* [Tarefa proposta 1] Atualize a notícia sobre a censura na China, reproduzindo o trecho que começa com "O Estado de" e prossegue até "permanecer no poder.", com "censores" substituído por "funcionários da censura".
* [Tarefa proposta 2]
Com base na notícia sobre a censura na China, responda:
(a) O que o Partido Comunista Chinês anunciou?
(b) Qual líder poderá permanecer no poder com a alteração?
(c) Onde os censores bloquearam os comentários sobre a mudança?

O Estado de S. Paulo

China censura internet sobre mudanças

Autocracia. Após o surpreende­nte anúncio de domingo, de que o Partido Comunista Chinês acabará com o limite de mandatos presidenci­ais, autoridade­s em Pequim tentam bloquear na web qualquer termo que possa soar como condenação à iniciativa

- PEQUIM

Um dia após a China anunciar o fim do limite de mandatos de presidente, censores bloquearam comentário­s na internet sobre a mudança constituci­onal. A alteração legal abre caminho para o líder Xi Jinping permanecer no poder.

Um dia após o Partido Comunista da China ter anunciado o fim do limite de mandatos para presidente do país, os censores de Pequim entraram em ação: bloquearam nas redes sociais chinesas qualquer comentário sobre a futura modificaçã­o constituci­onal, que abrirá caminho para Xi Jinping perpetuar-se no cargo.

[Trechos de um conjunto de dados de anotação de localização]
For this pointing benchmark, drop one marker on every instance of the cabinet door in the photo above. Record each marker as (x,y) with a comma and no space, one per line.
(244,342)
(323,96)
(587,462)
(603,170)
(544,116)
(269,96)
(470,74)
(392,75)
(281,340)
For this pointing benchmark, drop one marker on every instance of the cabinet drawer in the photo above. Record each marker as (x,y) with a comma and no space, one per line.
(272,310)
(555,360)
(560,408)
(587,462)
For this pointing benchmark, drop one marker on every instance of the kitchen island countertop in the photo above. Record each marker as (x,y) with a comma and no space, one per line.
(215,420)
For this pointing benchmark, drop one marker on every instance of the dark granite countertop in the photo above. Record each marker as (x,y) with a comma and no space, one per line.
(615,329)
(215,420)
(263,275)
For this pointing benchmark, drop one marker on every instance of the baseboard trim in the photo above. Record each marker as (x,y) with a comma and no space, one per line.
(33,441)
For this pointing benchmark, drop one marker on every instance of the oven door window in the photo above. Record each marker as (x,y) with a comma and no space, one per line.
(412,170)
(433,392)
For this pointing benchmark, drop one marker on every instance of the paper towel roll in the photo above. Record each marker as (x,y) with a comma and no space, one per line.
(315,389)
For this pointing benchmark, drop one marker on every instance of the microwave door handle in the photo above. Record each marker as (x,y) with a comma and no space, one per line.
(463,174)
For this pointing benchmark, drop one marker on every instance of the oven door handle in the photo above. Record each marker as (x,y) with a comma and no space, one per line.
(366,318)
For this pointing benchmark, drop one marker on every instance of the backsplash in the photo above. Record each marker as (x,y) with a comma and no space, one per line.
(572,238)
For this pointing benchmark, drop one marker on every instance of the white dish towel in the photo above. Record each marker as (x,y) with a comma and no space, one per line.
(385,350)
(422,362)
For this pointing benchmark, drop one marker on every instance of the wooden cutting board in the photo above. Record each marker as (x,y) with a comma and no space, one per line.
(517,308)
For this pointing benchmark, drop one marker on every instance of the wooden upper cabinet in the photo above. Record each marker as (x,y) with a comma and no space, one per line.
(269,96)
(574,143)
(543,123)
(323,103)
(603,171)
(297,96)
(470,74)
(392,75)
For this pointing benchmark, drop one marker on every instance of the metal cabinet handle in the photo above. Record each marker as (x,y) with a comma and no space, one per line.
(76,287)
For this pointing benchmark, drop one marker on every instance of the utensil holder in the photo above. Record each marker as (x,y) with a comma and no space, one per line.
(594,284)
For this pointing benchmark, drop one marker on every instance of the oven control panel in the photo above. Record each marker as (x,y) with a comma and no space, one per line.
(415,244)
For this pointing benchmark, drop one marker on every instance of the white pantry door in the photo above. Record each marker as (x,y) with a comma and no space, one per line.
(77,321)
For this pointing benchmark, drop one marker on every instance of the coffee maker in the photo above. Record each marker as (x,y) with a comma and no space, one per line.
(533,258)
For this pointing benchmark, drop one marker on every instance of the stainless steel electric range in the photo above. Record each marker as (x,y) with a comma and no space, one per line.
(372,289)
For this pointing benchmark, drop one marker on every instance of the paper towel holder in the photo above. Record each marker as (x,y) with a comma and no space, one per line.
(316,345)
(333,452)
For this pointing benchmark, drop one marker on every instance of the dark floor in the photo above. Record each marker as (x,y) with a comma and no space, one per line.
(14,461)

* [Resposta redigida 1]
O Estado de S. Paulo

China censura internet sobre mudanças

Autocracia. Após o surpreende­nte anúncio de domingo, de que o Partido Comunista Chinês acabará com o limite de mandatos presidenci­ais, autoridade­s em Pequim tentam bloquear na web qualquer termo que possa soar como condenação à iniciativa

- PEQUIM

Um dia após a China anunciar o fim do limite de mandatos de presidente, funcionários da censura bloquearam comentário­s na internet sobre a mudança constituci­onal. A alteração legal abre caminho para o líder Xi Jinping permanecer no poder.

* [Resposta redigida 2]
(a) O fim do limite de mandatos presidenciais.
(b) Xi Jinping.
(c) Na internet, nas redes sociais chinesas.